So we brought you some great CSS tips to help with accessibility over the weekend, and we discussed how layout helps users get into your page with our look at stumblers and Diggers habits, now its time to introduce the layouts… These are our favourite CSS layout sites and scripts, enjoy
Learning from scratch
Our first site is a step by step (12 pages worth) guide to developing a CSS based site, after all unless you understand the concepts you will never fully be satisified with the other articles. Its set at a good pace for intermediate coders with at least some CSS experience and is worth a read regardless of background or ability
http://www.subcide.com/tutorials/csslayout/index.aspx Inpatient people may wish to skip to the important bit, hacking your code to work in that other browser.
53 perfect layouts (fixed width)
Its amazing but most web sites have been designed with the same layouts be they tabled or tableless since the start of the web, this does however mean that finding a base point for your designs can be easy and not to painful an experience. So simply select a basic site layout and go.
http://www.code-sucks.com/css%20layouts/fixed-width-css-layouts/ All of these layout are fixed width hold on for some more stretchy ones!
Even more great layouts
If 53 fixed layouts were not enough here are some more both fixed and stretched layouts for ultimate flexibility. These 40 layouts are again completely CSS styled without any tables.
http://blog.html.it/layoutgala/
Getting it in the Middle
Enough of this handing you it all on the plate! you want to do it yourself and one of the biggest questions that most developers who are coming from tables ask, how do I centre my divs? Well here is the answer or rather several answers, now you can have your site neatly centred particularly useful when combined with a fluid layout.
http://www.maxdesign.com.au/presentation/center/
The ultimate answer
We held the best till last if you haven’t already bookmark the YUI Yahoo user interface site it is a great resource both for clever javascript and some great CSS resources. One of its best features is the CSS grids and this is our last and best tip, use grids it has several great features including.

Dataset excerpts on object pointing
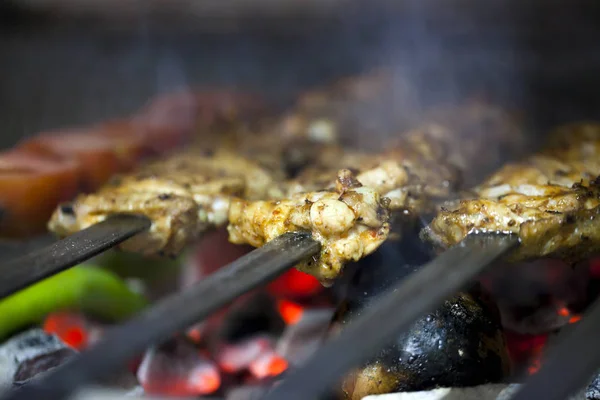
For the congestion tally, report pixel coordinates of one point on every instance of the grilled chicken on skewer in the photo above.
(551, 200)
(408, 179)
(182, 196)
(349, 222)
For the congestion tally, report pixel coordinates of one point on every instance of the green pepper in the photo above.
(88, 289)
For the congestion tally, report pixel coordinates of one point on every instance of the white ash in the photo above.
(482, 392)
(23, 347)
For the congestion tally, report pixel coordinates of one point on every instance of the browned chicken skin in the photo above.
(550, 200)
(350, 222)
(182, 196)
(250, 168)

→ Given instruction:
Copy the passage of the CSS layout article between "Even more great" and "without any tables.", inclusive.

→ Solution:
Even more great layouts
If 53 fixed layouts were not enough here are some more both fixed and stretched layouts for ultimate flexibility. These 40 layouts are again completely CSS styled without any tables.